Problem 1>
Quote the bar mitzvah memoir word for word, starting at "Jeffrey did incredibly" and ending at "of the meal.".

---

Saturday, August 04, 2007

These Are The Lives That Have Touched Mine

Mr. Irwin Parker, Isser ben Avrum, Z’L

My family and I flew to St. Louis to celebrate a simcha, the bar
mitzvah of my cousin’s son Jeffrey, the grandson of Aunt Iris and Uncle
Marvin. Taking place at Anshes Sholem Knesses Israel where I attended
religious school as a young boy, little could I have expected that a riotous
adventure into both my past and future was about to get underway.

Years before, soon after my parents’ divorce, my mother, brother Ron
and I moved to St. Louis to begin life anew with Grandma Jean. My
mother enrolled us in afternoon cheder at the Epstein Hebrew
Academy. Greatly dissatisfied after only several days, I complained
bitterly to my mother that someone had taped something other than the
“abc(s)” on the wall of my classroom. Whatever it was, I could neither
read it nor did I want to. We cried terribly much, my brother and
I. Between us, we agreed that Epstein Hebrew Academy was not going to
be part of our present or future. My mother, for whom observant
Judaism was of little if any interest, acquiesced. That coup was one of
the few victorious joint operations of our childhood.

Upon the urging of my Uncle Marvin, my mother transferred us to
the religious school of his shul in which, after a hiatus of twenty-five
years, I found myself once again. We arrived there that morning about
thirty minutes before the start of the morning services. Dormant
memories of religious school and Rabbi Benzion “The Boulder” Skoff who,
as it happened, was in attendance awakened that morning. I recall with
fondness Rabbi Skoff, the first rabbi I met-a short, stocky man whose
physical shape reminded me of well … you know … a boulder and whose
voice could be as startlingly powerful as a thunder clap that awakens us
on those stormy, sultry summer nights. Amazingly, he had not changed
at all, the same “tzur gadol” of a man who spoke with a pleasant and
sweet tone ordinarily when you had his undivided attention, but get him
angry and look out! One morning, many years before, he became angry
with us kids and I tell you, the roof beams quaked. Whatever lessons my
teacher may have taught us that day, I do not frankly recall or the reason
for his upset but indelibly engraved in my memory was the wisdom of not
angering Rabbi Skoff!

Jeffrey did incredibly well. I was even honored with hagbah, but the
highlight of the morning was the bar mitzvah boy’s ending brachos over
the haftorah when his voice reached a high melodic pitch: “mekadesh ha
Shabbat.” It seemed so perfectly executed that everyone was b’simcha
upon hearing his final boyishly sweet note - the last taste of the morning
that endured throughout the day-not unlike the matzah of the afikomen
which, when eaten, should endure as the last taste of the meal.

---

Problem 2>
Rewrite the records starting at their first line and ending at the line containing "instruction: mark the", with "dark coat" changed to "black jacket" and nothing else altered.

---

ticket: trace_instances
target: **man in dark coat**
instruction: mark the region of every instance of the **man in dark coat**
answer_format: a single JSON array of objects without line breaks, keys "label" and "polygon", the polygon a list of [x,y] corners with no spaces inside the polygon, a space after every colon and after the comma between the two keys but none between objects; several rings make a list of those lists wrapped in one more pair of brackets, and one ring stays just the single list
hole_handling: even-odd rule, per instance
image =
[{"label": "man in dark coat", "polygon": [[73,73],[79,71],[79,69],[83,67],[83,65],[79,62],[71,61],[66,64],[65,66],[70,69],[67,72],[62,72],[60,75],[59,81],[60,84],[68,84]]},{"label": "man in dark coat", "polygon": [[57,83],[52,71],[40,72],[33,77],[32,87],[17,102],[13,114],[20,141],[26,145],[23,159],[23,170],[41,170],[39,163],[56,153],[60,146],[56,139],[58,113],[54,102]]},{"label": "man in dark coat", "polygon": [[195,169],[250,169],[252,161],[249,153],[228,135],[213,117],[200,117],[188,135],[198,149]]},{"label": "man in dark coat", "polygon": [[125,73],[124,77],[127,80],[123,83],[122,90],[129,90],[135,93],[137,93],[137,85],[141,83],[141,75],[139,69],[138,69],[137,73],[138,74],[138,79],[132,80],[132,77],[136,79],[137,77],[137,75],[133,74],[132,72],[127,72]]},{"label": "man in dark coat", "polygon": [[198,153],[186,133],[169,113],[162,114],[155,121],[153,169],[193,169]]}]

---

Exercise solution 1>
Jeffrey did incredibly well. I was even honored with hagbah, but the
highlight of the morning was the bar mitzvah boy’s ending brachos over
the haftorah when his voice reached a high melodic pitch: “mekadesh ha
Shabbat.” It seemed so perfectly executed that everyone was b’simcha
upon hearing his final boyishly sweet note - the last taste of the morning
that endured throughout the day-not unlike the matzah of the afikomen
which, when eaten, should endure as the last taste of the meal.

Exercise solution 2>
ticket: trace_instances
target: **man in black jacket**
instruction: mark the region of every instance of the **man in black jacket**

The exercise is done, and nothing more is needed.